━━━━━ Records shown

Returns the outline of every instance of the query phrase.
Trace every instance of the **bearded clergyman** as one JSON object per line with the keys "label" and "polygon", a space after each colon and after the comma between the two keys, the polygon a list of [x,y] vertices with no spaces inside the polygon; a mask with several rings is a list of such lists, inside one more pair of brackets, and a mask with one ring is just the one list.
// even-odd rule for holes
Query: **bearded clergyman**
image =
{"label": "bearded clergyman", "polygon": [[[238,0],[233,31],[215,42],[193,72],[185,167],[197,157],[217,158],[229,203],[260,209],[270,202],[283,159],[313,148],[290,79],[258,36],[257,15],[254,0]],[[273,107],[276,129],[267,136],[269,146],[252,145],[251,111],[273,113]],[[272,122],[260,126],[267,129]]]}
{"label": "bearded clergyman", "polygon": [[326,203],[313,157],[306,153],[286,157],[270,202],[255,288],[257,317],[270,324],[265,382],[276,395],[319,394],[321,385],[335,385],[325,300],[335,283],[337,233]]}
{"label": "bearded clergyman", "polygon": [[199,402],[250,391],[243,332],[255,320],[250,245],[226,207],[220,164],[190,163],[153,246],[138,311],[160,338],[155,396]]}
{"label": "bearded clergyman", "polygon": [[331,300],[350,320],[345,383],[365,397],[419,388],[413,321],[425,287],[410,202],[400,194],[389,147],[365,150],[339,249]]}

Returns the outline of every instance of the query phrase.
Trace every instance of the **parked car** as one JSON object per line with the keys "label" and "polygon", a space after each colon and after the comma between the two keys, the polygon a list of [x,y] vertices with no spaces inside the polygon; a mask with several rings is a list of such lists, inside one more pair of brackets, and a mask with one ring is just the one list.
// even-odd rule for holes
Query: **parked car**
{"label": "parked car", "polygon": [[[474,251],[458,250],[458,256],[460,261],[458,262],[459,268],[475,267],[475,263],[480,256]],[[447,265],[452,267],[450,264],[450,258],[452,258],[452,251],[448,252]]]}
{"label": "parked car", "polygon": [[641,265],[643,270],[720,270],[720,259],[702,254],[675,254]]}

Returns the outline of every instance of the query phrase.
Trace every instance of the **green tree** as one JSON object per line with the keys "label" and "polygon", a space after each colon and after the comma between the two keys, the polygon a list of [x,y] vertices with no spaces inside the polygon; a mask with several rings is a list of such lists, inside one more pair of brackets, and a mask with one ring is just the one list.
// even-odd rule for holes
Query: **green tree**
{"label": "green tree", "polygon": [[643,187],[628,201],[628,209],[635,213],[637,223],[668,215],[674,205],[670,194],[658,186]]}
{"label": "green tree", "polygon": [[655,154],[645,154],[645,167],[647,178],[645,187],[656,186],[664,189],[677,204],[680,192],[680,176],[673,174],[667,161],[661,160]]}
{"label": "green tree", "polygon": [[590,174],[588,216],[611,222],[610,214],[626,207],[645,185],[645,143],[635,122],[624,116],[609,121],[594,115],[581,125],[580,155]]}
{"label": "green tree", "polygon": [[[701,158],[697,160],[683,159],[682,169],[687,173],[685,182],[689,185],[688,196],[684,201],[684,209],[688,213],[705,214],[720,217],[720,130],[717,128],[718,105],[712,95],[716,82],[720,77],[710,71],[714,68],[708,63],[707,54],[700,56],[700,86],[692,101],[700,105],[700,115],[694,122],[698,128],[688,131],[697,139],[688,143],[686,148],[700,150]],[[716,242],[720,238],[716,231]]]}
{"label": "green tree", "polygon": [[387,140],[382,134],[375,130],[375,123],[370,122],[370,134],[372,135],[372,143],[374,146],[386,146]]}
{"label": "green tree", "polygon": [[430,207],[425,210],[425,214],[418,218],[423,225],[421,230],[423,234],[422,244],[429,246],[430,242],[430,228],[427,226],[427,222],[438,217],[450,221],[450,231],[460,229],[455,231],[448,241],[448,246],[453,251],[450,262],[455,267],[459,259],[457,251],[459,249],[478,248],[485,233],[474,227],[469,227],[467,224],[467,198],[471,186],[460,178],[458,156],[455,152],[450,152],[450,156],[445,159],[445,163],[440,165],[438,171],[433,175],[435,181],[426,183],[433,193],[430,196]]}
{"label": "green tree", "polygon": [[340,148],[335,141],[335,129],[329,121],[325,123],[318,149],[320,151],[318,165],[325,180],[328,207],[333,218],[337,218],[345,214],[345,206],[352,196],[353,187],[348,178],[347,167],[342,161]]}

━━━━━━━━━━

Work task
From the data above, give every line again exactly as it appears.

Final answer
Returns the outline of every instance of the query phrase.
Trace every instance of the **bearded clergyman** as one JSON object per line with the keys "label" and "polygon", a space after each colon and after the comma between the two keys, the polygon a list of [x,y] vertices with no spaces inside the polygon; a mask with several rings is a list of such lists, inside one more pair of brackets, and a mask with one ring is just the one list.
// even-odd rule for holes
Query: **bearded clergyman**
image =
{"label": "bearded clergyman", "polygon": [[[238,0],[233,31],[215,42],[193,72],[185,167],[197,157],[217,158],[229,203],[260,209],[270,202],[283,159],[313,148],[290,79],[258,36],[257,15],[254,0]],[[273,107],[276,129],[267,136],[269,146],[252,145],[251,111],[273,113]],[[272,122],[260,126],[267,129]]]}
{"label": "bearded clergyman", "polygon": [[326,203],[313,157],[306,153],[286,157],[270,202],[255,288],[257,317],[270,324],[265,382],[276,395],[319,394],[321,385],[335,385],[325,300],[335,283],[337,233]]}
{"label": "bearded clergyman", "polygon": [[199,402],[250,391],[243,332],[255,320],[250,245],[226,207],[220,164],[190,163],[153,246],[138,311],[160,338],[155,396]]}
{"label": "bearded clergyman", "polygon": [[331,300],[350,320],[345,383],[365,397],[419,388],[413,321],[425,287],[410,202],[400,194],[389,147],[365,150],[339,249]]}

Returns the outline of every instance of the query phrase.
Trace every instance of the **parked car** as one JSON object per line with the keys "label" and "polygon", a space after each colon and after the comma between the two keys, the polygon a list of [x,y] vertices with no spaces inside the polygon; a mask with several rings is a list of such lists, inside one more pair of brackets, and a mask with one ring is just the one list.
// even-odd rule for holes
Query: **parked car**
{"label": "parked car", "polygon": [[[474,251],[458,250],[458,256],[460,261],[458,262],[459,268],[475,267],[475,263],[480,256]],[[447,265],[452,267],[450,264],[450,258],[452,258],[452,251],[448,252]]]}
{"label": "parked car", "polygon": [[641,265],[643,270],[720,270],[720,259],[702,254],[675,254]]}

Returns the outline of every instance of the query phrase.
Trace every instance of the **green tree** as one JSON object per line with the keys "label" and "polygon", a space after each colon and after the comma between the two keys, the polygon a list of [x,y] vertices with no spaces inside the polygon; a mask with several rings is a list of such lists, inside one more pair of brackets, and a mask with one ring is just the one list.
// even-odd rule for holes
Query: **green tree**
{"label": "green tree", "polygon": [[643,187],[628,201],[628,209],[635,213],[637,223],[668,215],[674,205],[670,194],[658,186]]}
{"label": "green tree", "polygon": [[655,154],[645,154],[645,167],[647,178],[645,187],[656,186],[664,189],[677,204],[680,192],[680,176],[673,174],[667,161],[661,160]]}
{"label": "green tree", "polygon": [[590,174],[588,216],[611,222],[610,214],[626,207],[645,185],[645,143],[635,122],[624,116],[609,121],[594,115],[581,125],[580,155]]}
{"label": "green tree", "polygon": [[[701,158],[697,160],[683,159],[682,169],[687,173],[685,182],[689,185],[688,196],[684,201],[684,209],[688,213],[705,214],[720,217],[720,130],[717,128],[718,105],[712,95],[716,82],[720,77],[710,71],[714,68],[708,63],[707,54],[700,56],[700,86],[692,101],[700,105],[700,115],[694,122],[698,128],[688,131],[697,139],[688,143],[686,148],[700,150]],[[716,242],[720,238],[716,231]]]}
{"label": "green tree", "polygon": [[387,140],[382,134],[375,130],[375,123],[370,122],[370,134],[372,135],[372,143],[374,146],[386,146]]}
{"label": "green tree", "polygon": [[430,207],[425,210],[425,214],[418,218],[423,225],[421,230],[423,234],[422,244],[429,246],[430,242],[430,228],[427,226],[427,222],[438,217],[450,221],[450,231],[460,229],[455,231],[448,241],[448,246],[453,251],[450,262],[455,267],[459,259],[457,251],[459,249],[478,248],[485,233],[474,227],[469,227],[467,224],[467,198],[471,186],[460,178],[458,156],[455,152],[450,152],[450,156],[445,159],[445,163],[440,165],[438,171],[433,175],[435,181],[426,183],[433,193],[430,196]]}
{"label": "green tree", "polygon": [[340,148],[335,141],[335,129],[329,121],[325,123],[318,149],[320,151],[318,165],[325,180],[328,207],[333,218],[337,218],[345,214],[345,206],[352,196],[353,187],[348,178],[347,167],[342,161]]}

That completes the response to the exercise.